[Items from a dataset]
▼
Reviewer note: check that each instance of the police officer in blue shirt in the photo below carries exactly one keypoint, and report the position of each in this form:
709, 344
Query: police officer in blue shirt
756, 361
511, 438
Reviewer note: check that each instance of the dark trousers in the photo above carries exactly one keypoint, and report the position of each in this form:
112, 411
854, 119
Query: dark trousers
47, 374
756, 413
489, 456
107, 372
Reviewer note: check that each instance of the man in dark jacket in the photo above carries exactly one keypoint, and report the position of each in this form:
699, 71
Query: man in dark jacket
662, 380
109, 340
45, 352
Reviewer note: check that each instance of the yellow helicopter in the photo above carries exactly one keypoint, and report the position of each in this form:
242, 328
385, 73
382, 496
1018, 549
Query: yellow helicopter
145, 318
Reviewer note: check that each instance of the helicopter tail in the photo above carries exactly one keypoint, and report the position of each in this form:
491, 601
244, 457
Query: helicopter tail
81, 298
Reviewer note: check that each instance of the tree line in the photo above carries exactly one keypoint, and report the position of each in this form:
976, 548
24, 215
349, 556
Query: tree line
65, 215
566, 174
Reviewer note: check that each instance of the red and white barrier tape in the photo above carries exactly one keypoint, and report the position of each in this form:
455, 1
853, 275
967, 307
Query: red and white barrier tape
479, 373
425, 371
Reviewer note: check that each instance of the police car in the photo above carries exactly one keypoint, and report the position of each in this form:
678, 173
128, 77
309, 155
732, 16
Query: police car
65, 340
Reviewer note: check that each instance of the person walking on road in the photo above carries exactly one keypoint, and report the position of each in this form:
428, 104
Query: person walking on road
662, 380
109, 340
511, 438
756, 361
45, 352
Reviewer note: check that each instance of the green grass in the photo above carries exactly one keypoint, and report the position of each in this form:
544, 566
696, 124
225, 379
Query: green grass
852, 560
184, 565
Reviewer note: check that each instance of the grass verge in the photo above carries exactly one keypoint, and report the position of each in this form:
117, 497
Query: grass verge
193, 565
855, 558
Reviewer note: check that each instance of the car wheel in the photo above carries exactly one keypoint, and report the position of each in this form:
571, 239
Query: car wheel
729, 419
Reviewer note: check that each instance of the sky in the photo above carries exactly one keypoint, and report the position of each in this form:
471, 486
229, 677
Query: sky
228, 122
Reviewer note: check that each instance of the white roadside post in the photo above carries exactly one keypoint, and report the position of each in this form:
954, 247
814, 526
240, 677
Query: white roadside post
▲
Across the data above, how many lines carry the word "roadside"? Only the number is needed.

## RESULT
2